■ WHAT THE TASK ASKS ■
Filter by the string "dark": return the lines of the material that contain it.

________________________

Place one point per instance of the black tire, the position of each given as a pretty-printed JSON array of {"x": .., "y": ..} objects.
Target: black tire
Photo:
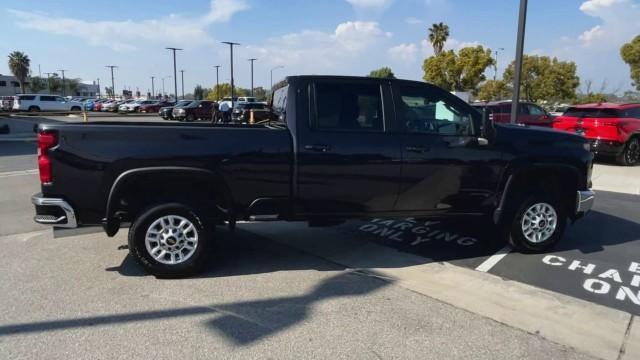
[
  {"x": 515, "y": 227},
  {"x": 630, "y": 156},
  {"x": 193, "y": 264}
]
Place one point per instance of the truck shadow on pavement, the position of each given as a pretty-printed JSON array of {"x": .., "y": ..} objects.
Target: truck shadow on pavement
[{"x": 240, "y": 322}]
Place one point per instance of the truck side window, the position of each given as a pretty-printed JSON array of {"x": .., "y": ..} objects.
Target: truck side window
[
  {"x": 350, "y": 107},
  {"x": 426, "y": 111}
]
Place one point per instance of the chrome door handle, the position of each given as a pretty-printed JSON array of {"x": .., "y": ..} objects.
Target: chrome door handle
[{"x": 317, "y": 148}]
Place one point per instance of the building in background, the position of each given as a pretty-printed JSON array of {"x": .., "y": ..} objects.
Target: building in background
[{"x": 9, "y": 85}]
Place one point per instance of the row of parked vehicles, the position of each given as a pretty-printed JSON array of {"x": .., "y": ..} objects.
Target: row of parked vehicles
[{"x": 613, "y": 130}]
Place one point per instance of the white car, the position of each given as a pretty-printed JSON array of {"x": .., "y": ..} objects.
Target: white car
[{"x": 40, "y": 102}]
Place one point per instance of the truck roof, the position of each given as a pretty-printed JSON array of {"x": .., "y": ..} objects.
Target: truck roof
[{"x": 606, "y": 106}]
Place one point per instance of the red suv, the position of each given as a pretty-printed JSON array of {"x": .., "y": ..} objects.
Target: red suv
[
  {"x": 528, "y": 113},
  {"x": 614, "y": 129}
]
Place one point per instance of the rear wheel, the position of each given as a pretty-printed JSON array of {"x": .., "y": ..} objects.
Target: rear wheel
[
  {"x": 630, "y": 156},
  {"x": 538, "y": 223},
  {"x": 170, "y": 240}
]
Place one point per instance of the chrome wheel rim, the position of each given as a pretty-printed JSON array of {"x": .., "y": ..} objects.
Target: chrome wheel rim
[
  {"x": 171, "y": 239},
  {"x": 539, "y": 222}
]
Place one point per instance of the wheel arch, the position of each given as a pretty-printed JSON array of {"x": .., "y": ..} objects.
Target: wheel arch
[
  {"x": 131, "y": 187},
  {"x": 563, "y": 179}
]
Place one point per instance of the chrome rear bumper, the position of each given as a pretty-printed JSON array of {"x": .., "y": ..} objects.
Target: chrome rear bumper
[
  {"x": 68, "y": 220},
  {"x": 585, "y": 201}
]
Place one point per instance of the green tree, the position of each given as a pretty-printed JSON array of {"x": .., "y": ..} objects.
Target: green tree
[
  {"x": 19, "y": 64},
  {"x": 383, "y": 73},
  {"x": 630, "y": 53},
  {"x": 494, "y": 90},
  {"x": 438, "y": 35},
  {"x": 37, "y": 84},
  {"x": 545, "y": 78},
  {"x": 463, "y": 71}
]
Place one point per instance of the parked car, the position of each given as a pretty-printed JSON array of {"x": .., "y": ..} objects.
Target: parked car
[
  {"x": 198, "y": 109},
  {"x": 7, "y": 103},
  {"x": 134, "y": 106},
  {"x": 342, "y": 148},
  {"x": 612, "y": 129},
  {"x": 166, "y": 112},
  {"x": 247, "y": 99},
  {"x": 528, "y": 113},
  {"x": 558, "y": 110},
  {"x": 250, "y": 112},
  {"x": 155, "y": 106},
  {"x": 39, "y": 102}
]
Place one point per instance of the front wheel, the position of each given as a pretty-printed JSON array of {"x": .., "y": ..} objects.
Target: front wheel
[
  {"x": 170, "y": 241},
  {"x": 538, "y": 224},
  {"x": 630, "y": 156}
]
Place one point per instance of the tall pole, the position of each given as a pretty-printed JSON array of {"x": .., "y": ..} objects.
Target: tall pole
[
  {"x": 231, "y": 44},
  {"x": 182, "y": 79},
  {"x": 113, "y": 86},
  {"x": 63, "y": 89},
  {"x": 275, "y": 68},
  {"x": 48, "y": 82},
  {"x": 175, "y": 74},
  {"x": 252, "y": 60},
  {"x": 495, "y": 74},
  {"x": 217, "y": 81},
  {"x": 522, "y": 23}
]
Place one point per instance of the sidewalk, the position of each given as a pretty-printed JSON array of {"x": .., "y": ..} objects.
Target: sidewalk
[{"x": 615, "y": 178}]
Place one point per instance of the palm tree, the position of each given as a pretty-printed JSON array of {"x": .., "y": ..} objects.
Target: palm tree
[
  {"x": 438, "y": 35},
  {"x": 19, "y": 65}
]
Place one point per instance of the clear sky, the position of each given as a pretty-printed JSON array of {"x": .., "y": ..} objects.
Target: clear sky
[{"x": 305, "y": 36}]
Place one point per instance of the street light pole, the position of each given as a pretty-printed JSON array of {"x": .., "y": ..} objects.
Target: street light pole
[
  {"x": 63, "y": 89},
  {"x": 217, "y": 81},
  {"x": 252, "y": 60},
  {"x": 175, "y": 75},
  {"x": 113, "y": 86},
  {"x": 48, "y": 82},
  {"x": 231, "y": 44},
  {"x": 275, "y": 68},
  {"x": 495, "y": 74},
  {"x": 522, "y": 23},
  {"x": 182, "y": 74}
]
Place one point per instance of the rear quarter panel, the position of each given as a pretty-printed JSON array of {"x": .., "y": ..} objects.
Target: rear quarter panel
[{"x": 255, "y": 162}]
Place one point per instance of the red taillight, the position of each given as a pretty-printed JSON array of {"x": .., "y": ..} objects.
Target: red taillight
[{"x": 46, "y": 140}]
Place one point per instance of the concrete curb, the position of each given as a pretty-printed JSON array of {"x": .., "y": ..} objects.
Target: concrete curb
[{"x": 587, "y": 327}]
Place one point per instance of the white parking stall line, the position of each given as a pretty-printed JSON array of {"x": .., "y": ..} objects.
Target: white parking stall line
[
  {"x": 19, "y": 173},
  {"x": 494, "y": 259}
]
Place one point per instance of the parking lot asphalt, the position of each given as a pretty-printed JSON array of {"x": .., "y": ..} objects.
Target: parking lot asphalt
[{"x": 106, "y": 295}]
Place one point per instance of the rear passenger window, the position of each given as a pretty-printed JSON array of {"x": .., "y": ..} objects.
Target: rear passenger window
[
  {"x": 429, "y": 111},
  {"x": 348, "y": 107}
]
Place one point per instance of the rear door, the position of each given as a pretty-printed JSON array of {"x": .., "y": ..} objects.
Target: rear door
[{"x": 349, "y": 156}]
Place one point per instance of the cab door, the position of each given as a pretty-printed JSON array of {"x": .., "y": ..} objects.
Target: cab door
[
  {"x": 446, "y": 167},
  {"x": 348, "y": 154}
]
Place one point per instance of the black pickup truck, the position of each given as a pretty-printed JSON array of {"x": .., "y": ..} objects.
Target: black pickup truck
[{"x": 337, "y": 148}]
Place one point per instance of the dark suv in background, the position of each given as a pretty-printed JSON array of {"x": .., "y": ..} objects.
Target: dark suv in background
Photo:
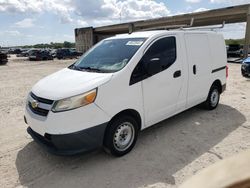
[
  {"x": 245, "y": 68},
  {"x": 66, "y": 53}
]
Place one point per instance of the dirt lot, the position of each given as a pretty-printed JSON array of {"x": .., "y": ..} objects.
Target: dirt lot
[{"x": 165, "y": 155}]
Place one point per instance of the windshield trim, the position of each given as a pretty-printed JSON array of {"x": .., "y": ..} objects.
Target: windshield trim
[{"x": 75, "y": 66}]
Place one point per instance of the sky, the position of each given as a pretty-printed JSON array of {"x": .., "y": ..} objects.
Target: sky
[{"x": 24, "y": 22}]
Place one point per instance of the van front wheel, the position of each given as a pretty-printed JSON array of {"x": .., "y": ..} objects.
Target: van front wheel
[
  {"x": 213, "y": 98},
  {"x": 121, "y": 136}
]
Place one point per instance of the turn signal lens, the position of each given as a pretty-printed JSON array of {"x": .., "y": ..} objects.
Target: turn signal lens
[{"x": 75, "y": 101}]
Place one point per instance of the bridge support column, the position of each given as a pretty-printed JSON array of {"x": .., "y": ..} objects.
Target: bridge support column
[{"x": 247, "y": 35}]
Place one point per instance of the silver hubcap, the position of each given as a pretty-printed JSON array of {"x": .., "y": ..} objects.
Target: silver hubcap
[
  {"x": 124, "y": 136},
  {"x": 214, "y": 97}
]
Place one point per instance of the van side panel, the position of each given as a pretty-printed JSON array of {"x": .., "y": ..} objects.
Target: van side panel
[
  {"x": 199, "y": 60},
  {"x": 219, "y": 57}
]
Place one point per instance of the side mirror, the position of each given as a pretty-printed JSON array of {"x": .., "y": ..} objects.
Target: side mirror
[{"x": 153, "y": 66}]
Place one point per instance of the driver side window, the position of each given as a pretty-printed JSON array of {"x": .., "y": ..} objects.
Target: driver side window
[{"x": 163, "y": 51}]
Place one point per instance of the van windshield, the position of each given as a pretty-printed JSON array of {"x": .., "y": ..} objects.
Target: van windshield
[{"x": 109, "y": 55}]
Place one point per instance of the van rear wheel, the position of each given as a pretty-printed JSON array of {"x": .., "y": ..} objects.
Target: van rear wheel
[
  {"x": 121, "y": 135},
  {"x": 213, "y": 98}
]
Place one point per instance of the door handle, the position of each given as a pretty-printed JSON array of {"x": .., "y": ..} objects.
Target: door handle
[
  {"x": 177, "y": 74},
  {"x": 194, "y": 69}
]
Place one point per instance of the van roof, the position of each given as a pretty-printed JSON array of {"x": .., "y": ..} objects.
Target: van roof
[{"x": 147, "y": 34}]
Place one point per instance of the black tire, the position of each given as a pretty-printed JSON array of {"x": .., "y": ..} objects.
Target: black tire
[
  {"x": 213, "y": 98},
  {"x": 114, "y": 129}
]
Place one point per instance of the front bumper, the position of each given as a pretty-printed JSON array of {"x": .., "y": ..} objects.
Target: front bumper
[{"x": 73, "y": 143}]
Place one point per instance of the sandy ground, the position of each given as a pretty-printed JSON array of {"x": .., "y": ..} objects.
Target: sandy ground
[{"x": 164, "y": 156}]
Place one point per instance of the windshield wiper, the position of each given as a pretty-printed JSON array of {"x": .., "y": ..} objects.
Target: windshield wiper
[{"x": 89, "y": 69}]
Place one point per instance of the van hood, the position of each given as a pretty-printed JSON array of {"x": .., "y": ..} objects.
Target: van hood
[{"x": 66, "y": 83}]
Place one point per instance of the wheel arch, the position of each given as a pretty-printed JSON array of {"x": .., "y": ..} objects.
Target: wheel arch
[
  {"x": 131, "y": 112},
  {"x": 218, "y": 84}
]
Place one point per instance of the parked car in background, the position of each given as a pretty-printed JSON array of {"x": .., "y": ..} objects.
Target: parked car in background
[
  {"x": 245, "y": 68},
  {"x": 15, "y": 51},
  {"x": 38, "y": 55},
  {"x": 3, "y": 58},
  {"x": 66, "y": 53},
  {"x": 235, "y": 50}
]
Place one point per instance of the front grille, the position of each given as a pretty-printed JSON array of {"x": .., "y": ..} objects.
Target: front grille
[
  {"x": 38, "y": 111},
  {"x": 42, "y": 100}
]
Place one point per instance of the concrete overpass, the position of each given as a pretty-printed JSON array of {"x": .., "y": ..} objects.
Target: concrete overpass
[{"x": 87, "y": 37}]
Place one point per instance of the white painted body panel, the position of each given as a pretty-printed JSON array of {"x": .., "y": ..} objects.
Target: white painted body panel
[{"x": 66, "y": 83}]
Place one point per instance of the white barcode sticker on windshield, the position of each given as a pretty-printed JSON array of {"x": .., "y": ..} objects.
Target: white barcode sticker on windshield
[{"x": 134, "y": 43}]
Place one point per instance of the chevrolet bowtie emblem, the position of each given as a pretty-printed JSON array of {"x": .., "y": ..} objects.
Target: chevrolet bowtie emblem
[{"x": 34, "y": 104}]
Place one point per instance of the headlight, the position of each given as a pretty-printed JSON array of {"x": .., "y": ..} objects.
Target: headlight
[{"x": 75, "y": 101}]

________________________

■ OUTPUT BELOW ■
Place one point per instance of the dark suv in background, the position of each given as a pretty-printed JSON array of {"x": .., "y": ..} objects.
Target: dark suv in background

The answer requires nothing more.